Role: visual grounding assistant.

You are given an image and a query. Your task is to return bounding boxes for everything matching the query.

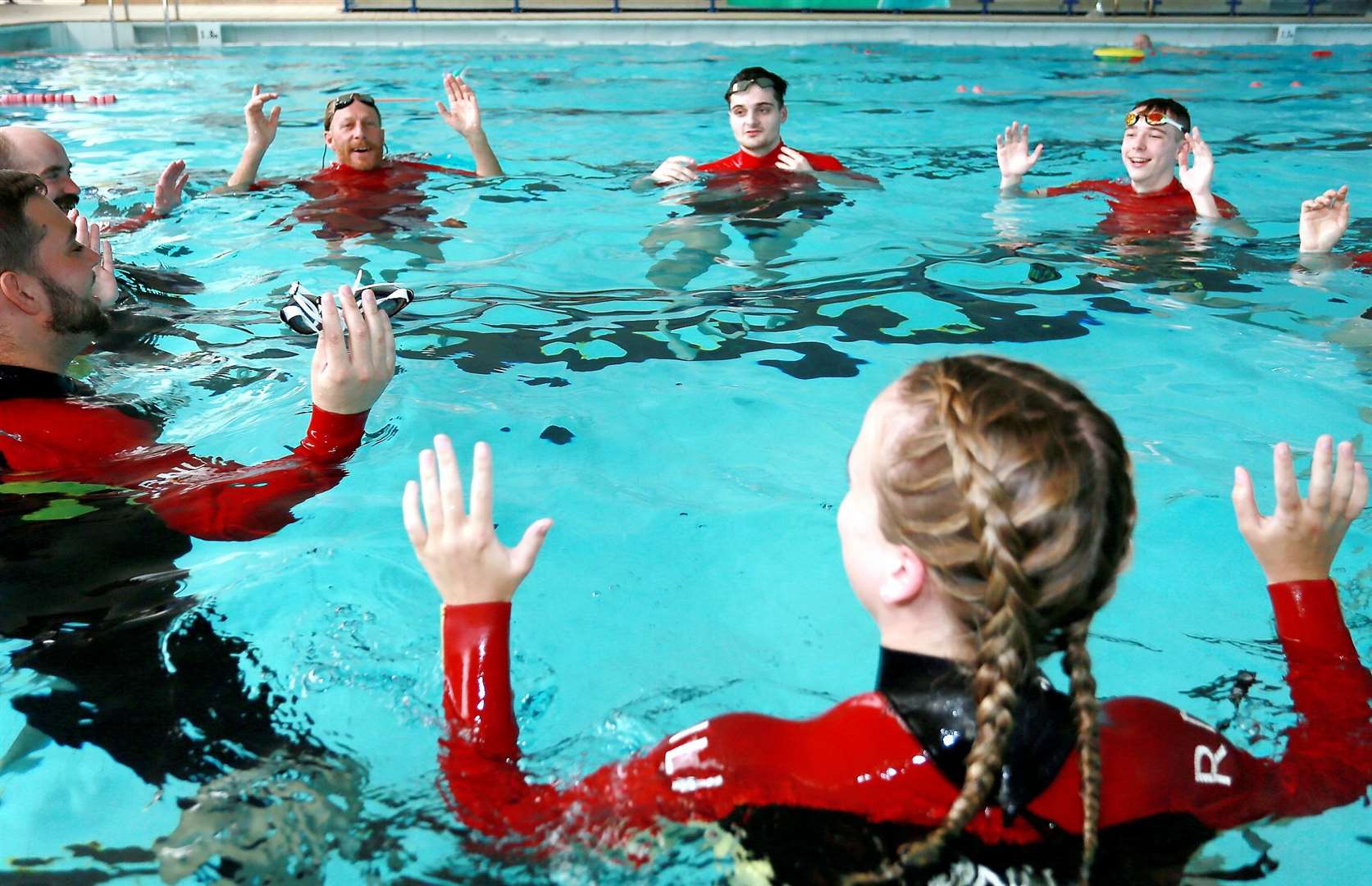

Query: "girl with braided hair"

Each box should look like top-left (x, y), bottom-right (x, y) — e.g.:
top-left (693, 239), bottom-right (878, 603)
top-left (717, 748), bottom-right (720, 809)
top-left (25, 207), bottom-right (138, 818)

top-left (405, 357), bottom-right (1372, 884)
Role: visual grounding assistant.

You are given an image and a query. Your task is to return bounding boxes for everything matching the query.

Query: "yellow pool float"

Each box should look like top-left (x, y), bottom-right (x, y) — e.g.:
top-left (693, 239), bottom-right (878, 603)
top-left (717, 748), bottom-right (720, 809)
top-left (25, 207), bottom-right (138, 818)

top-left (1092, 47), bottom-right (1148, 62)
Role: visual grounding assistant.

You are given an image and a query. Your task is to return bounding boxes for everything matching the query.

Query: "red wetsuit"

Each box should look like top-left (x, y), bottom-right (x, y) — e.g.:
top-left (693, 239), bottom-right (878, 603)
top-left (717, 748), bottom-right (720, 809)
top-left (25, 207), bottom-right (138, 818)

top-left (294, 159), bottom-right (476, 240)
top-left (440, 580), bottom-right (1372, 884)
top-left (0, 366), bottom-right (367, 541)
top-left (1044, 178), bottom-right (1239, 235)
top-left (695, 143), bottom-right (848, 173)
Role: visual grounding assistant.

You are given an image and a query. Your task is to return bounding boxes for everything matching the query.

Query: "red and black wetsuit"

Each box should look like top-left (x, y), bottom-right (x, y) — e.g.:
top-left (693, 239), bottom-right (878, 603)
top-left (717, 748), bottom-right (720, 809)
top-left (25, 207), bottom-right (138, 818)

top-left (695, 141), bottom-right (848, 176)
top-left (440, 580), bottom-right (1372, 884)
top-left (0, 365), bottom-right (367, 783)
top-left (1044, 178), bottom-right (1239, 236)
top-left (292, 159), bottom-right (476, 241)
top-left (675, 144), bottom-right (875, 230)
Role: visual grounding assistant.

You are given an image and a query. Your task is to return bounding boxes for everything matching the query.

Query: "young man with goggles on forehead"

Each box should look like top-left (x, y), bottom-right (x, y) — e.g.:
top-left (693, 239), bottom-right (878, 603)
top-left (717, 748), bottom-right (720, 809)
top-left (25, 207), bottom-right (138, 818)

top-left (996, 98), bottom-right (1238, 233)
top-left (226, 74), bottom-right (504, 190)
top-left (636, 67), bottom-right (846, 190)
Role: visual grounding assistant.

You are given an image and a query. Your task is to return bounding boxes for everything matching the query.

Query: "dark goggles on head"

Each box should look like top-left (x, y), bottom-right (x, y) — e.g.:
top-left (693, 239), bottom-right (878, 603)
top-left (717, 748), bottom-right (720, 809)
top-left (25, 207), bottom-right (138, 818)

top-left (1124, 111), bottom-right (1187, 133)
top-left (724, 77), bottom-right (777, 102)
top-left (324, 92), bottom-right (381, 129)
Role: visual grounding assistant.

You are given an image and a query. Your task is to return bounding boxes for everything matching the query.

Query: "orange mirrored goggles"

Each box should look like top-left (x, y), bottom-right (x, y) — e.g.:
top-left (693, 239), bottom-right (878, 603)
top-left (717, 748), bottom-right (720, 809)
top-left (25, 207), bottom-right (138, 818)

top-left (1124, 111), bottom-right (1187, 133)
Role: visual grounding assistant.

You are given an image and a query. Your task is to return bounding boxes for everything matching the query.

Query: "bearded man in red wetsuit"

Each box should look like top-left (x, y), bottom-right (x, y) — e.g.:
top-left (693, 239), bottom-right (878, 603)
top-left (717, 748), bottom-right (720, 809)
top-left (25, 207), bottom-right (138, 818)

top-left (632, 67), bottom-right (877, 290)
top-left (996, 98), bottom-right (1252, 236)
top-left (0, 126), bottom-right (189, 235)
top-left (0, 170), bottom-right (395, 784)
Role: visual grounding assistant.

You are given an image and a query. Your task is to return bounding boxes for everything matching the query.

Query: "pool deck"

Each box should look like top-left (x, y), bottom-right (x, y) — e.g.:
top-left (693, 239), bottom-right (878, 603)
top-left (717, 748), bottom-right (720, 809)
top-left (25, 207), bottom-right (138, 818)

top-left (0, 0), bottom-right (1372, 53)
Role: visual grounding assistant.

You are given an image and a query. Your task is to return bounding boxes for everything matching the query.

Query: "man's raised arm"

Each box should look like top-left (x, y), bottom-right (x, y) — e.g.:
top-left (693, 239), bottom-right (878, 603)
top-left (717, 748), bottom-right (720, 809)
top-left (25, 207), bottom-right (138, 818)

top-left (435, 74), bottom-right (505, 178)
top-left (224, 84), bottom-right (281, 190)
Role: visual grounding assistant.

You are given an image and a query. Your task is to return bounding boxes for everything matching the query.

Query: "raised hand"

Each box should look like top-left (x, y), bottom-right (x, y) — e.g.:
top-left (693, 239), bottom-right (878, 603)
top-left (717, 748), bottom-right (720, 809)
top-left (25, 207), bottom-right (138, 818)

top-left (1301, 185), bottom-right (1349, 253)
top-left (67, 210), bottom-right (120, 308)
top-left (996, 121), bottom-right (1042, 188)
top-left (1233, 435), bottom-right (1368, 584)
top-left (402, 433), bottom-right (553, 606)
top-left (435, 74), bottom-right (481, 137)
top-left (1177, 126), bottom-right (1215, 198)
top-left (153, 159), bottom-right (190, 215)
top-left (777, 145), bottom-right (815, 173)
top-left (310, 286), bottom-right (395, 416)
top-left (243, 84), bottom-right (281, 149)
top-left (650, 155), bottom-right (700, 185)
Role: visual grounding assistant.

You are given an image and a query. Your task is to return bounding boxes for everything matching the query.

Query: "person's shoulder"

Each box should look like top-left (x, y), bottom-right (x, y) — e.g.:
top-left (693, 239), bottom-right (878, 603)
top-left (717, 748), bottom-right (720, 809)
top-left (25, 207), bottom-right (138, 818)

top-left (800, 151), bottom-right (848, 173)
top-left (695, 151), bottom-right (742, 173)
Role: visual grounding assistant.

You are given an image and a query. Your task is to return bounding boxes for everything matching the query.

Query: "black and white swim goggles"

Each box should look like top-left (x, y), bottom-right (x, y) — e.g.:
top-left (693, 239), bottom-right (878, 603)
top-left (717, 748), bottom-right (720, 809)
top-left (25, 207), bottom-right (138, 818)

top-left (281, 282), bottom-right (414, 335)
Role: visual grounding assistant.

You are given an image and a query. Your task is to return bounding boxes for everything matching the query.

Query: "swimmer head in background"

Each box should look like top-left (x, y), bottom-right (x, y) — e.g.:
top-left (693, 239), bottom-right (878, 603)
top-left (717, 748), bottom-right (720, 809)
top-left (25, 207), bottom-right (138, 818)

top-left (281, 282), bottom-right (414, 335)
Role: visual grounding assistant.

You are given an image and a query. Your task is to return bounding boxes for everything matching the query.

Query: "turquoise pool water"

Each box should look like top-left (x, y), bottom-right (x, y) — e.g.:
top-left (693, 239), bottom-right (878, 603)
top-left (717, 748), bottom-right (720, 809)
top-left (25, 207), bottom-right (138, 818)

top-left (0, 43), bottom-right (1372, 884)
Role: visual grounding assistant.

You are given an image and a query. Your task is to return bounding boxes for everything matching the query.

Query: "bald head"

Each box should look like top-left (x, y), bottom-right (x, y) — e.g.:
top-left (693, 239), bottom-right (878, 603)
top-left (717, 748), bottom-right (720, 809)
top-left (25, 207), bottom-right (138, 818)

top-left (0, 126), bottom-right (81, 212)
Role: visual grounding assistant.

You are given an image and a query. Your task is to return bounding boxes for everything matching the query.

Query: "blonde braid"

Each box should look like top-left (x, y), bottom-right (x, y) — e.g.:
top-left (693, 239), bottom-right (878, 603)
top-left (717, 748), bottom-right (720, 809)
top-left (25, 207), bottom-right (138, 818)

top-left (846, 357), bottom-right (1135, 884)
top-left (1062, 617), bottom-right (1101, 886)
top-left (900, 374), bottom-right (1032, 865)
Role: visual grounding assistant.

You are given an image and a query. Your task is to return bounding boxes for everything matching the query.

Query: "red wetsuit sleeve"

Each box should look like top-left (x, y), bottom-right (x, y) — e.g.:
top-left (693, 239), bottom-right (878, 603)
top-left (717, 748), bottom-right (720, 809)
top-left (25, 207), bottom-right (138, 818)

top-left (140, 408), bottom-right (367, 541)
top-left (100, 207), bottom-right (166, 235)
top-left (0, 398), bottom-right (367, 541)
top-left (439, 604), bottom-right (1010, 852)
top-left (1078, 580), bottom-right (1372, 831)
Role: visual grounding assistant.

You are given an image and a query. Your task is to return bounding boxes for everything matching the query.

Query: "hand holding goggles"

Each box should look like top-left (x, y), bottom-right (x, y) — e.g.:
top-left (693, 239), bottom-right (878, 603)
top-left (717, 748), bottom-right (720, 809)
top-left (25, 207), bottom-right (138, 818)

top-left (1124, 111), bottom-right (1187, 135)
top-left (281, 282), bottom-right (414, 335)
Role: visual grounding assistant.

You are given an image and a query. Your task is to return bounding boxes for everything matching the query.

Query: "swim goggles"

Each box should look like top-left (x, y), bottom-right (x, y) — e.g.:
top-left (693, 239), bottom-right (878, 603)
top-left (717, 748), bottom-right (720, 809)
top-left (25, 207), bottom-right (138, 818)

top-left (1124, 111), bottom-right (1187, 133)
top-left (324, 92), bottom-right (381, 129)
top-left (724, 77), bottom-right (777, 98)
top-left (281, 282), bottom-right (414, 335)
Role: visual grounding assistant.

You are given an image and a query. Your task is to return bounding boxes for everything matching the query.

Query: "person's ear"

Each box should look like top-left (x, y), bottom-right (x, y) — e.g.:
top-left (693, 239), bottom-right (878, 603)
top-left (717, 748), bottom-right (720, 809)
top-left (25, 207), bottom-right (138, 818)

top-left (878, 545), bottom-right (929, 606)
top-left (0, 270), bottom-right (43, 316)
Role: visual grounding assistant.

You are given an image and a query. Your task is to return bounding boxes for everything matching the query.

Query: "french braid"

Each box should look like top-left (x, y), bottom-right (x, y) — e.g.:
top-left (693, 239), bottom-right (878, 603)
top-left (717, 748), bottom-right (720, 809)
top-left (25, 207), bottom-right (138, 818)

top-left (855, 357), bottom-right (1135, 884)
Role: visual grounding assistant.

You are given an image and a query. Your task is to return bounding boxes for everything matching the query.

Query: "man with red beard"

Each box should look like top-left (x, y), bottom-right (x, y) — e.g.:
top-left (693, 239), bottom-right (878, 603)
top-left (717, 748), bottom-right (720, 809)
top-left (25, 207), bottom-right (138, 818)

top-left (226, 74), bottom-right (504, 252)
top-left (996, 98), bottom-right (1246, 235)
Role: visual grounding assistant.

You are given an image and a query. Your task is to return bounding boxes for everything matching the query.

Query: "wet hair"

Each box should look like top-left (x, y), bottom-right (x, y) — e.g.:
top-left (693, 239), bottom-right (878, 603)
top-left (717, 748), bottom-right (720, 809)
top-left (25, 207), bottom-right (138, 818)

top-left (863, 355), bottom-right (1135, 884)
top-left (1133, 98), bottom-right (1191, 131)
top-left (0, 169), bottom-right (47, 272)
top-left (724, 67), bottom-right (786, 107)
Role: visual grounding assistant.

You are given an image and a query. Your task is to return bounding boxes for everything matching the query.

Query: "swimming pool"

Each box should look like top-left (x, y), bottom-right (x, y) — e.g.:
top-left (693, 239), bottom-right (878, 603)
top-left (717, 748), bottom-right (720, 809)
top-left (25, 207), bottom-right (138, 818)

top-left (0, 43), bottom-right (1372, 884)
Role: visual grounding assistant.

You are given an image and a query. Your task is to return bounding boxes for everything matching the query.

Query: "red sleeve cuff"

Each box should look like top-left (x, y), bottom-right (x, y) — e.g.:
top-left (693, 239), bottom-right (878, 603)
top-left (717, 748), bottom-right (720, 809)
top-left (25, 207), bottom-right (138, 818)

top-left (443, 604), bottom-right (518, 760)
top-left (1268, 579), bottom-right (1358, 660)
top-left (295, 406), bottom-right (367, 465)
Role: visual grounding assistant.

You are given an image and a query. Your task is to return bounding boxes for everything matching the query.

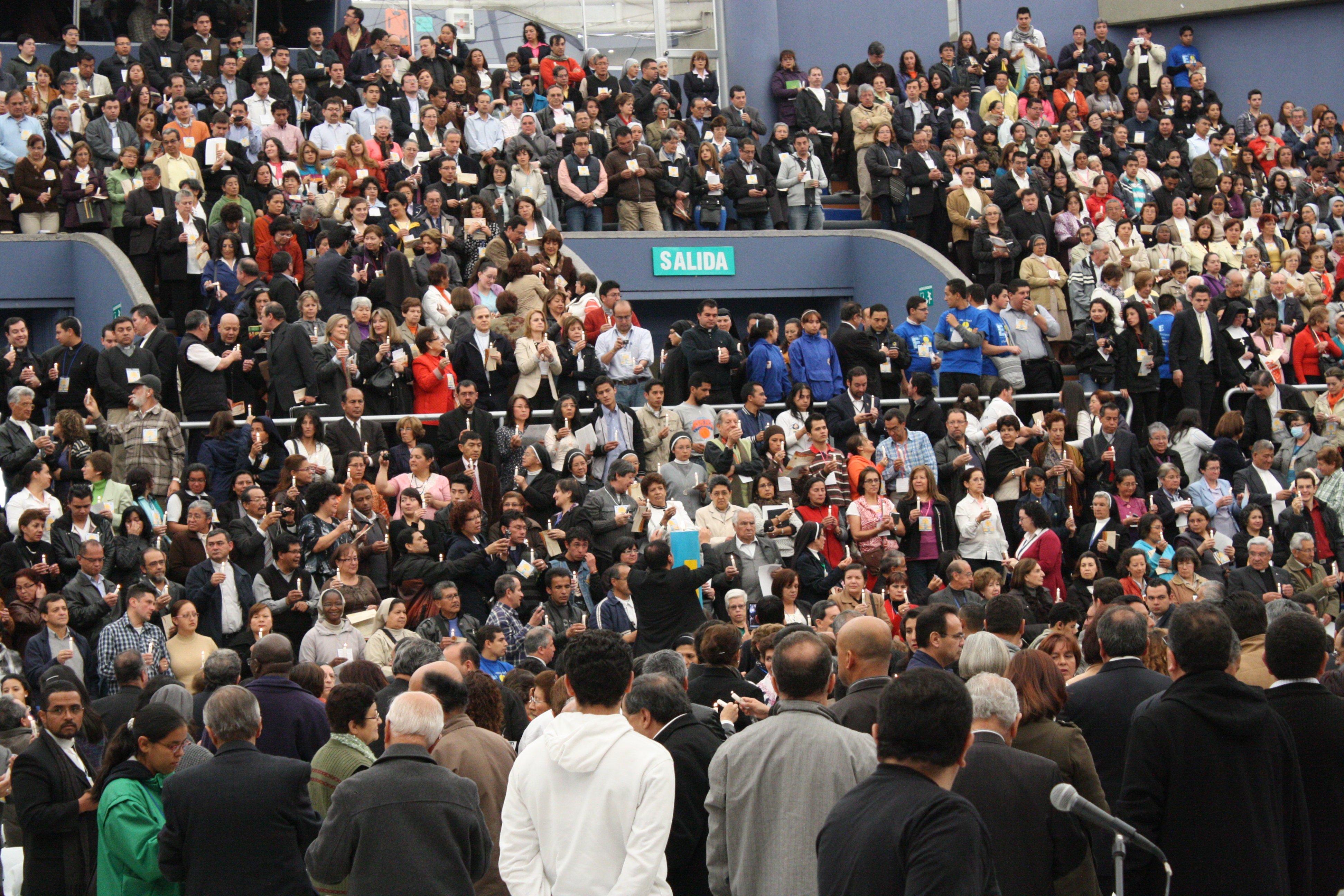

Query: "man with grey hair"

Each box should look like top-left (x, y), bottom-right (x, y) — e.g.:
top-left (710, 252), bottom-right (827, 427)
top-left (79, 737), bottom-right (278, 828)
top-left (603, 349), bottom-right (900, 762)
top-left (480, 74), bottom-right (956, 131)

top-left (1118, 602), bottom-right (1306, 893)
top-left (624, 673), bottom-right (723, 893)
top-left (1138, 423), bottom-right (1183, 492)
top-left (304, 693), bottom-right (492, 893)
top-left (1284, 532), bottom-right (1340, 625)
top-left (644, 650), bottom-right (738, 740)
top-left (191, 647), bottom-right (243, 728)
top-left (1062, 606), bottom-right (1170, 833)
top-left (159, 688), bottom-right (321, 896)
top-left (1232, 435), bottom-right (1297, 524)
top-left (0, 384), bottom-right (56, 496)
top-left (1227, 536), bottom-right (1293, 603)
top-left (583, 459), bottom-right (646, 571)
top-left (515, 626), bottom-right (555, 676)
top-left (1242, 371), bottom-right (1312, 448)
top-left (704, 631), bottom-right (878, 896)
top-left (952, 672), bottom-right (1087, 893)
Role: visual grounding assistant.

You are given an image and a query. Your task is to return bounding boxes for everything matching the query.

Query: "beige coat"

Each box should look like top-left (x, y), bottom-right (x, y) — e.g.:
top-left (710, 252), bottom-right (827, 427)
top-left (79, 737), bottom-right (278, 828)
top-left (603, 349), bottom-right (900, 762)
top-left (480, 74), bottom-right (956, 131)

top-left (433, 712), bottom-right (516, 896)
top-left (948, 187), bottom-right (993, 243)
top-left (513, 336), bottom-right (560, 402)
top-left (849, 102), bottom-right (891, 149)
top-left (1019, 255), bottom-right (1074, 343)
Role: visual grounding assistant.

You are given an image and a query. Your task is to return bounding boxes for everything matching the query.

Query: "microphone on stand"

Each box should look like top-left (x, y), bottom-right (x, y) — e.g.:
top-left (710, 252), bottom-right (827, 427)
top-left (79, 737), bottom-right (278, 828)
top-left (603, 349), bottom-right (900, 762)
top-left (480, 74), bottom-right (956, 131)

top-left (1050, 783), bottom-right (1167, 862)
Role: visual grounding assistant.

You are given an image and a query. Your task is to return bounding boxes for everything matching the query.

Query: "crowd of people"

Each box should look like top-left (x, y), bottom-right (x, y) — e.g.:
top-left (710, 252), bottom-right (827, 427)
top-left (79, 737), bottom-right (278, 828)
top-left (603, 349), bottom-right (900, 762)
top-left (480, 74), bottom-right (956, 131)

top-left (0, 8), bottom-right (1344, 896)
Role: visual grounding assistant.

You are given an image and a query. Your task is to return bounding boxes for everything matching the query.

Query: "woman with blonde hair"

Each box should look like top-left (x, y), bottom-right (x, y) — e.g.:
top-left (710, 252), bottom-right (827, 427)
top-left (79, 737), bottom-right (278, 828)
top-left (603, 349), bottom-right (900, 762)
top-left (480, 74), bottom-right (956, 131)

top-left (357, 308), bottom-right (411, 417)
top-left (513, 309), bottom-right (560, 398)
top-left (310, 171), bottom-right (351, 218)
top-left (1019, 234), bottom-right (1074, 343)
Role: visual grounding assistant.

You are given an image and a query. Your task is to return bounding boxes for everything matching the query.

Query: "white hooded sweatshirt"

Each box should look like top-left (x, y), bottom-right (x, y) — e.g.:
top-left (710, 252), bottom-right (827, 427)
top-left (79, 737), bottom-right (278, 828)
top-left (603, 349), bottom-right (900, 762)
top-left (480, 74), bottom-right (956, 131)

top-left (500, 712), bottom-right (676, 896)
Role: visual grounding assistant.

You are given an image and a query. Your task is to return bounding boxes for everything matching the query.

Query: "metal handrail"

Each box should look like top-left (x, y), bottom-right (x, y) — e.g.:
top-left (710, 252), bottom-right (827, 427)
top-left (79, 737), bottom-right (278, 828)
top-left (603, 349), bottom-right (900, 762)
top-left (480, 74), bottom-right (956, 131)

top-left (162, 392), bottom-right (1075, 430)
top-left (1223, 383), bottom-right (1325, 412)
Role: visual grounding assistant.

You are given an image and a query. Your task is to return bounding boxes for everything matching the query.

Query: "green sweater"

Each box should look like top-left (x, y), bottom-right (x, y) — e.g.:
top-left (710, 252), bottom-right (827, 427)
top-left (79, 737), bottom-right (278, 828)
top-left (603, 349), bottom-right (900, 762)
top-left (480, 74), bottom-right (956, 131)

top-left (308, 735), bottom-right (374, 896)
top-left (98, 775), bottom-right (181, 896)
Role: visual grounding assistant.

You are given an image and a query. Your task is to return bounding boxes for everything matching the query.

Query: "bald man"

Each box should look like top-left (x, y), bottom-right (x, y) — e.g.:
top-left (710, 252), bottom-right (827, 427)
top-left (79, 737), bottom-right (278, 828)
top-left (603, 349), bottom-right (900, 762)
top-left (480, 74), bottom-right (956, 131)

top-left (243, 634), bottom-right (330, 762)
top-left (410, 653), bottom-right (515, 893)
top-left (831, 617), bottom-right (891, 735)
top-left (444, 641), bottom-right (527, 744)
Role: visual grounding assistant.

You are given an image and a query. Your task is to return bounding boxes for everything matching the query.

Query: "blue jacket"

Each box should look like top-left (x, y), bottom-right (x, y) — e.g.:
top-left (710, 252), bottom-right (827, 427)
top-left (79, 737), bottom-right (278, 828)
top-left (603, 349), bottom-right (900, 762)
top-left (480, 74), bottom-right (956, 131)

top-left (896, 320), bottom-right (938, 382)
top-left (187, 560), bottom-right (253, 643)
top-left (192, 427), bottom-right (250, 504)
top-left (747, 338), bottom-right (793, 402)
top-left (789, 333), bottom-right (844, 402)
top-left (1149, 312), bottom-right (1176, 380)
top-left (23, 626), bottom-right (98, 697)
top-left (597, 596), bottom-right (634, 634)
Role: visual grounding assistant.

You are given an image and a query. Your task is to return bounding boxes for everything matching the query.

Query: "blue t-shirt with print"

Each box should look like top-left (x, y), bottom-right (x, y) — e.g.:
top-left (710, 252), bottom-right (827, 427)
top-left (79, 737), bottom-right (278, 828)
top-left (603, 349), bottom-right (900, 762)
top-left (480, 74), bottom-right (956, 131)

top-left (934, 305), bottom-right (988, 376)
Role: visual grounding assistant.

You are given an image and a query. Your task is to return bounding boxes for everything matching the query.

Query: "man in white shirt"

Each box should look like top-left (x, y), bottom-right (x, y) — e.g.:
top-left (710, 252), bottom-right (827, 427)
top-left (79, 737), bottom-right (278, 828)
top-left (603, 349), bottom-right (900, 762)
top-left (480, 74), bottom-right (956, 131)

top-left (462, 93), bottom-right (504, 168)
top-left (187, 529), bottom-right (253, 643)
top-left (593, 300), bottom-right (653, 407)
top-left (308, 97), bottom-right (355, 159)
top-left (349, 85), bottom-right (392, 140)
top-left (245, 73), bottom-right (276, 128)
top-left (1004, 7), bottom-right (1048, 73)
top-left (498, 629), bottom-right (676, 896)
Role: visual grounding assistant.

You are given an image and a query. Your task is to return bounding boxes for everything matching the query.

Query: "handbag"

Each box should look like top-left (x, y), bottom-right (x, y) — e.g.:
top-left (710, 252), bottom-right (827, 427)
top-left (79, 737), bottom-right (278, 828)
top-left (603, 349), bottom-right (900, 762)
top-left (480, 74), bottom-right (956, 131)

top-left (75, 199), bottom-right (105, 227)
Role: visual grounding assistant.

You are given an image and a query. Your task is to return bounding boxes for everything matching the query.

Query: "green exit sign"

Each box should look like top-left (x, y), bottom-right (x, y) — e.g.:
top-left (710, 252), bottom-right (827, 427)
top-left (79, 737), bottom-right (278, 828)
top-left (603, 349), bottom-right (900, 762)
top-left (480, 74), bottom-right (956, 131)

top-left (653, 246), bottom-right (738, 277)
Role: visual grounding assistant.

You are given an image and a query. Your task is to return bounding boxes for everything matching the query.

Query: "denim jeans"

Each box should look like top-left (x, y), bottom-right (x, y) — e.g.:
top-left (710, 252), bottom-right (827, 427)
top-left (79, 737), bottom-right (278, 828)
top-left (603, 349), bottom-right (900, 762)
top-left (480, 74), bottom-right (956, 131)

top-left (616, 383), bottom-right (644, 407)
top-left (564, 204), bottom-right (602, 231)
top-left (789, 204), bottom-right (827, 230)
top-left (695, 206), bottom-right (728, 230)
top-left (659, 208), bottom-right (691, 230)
───
Write out the listing above word for word, from its first line up to and including the line with "top-left (1092, 47), bottom-right (1148, 62)", and leave the pictures out.

Role: visual grounding assistant.

You are given an image and a query. Your task is to return bounding boxes for everything matching the query.


Query: "girl with braided hair"

Each box should look like top-left (x, y), bottom-right (x, y) — e.g.:
top-left (693, 239), bottom-right (878, 603)
top-left (717, 748), bottom-right (720, 809)
top-left (25, 207), bottom-right (138, 818)

top-left (405, 357), bottom-right (1372, 884)
Role: visual grounding assistant.

You are given an image and a query. Your task is to return bounding boxes for everything matching the query.

Query: "yellow pool float"

Each box should look like top-left (x, y), bottom-right (x, y) — e.g.:
top-left (693, 239), bottom-right (878, 603)
top-left (717, 748), bottom-right (720, 809)
top-left (25, 207), bottom-right (138, 818)

top-left (1092, 47), bottom-right (1148, 62)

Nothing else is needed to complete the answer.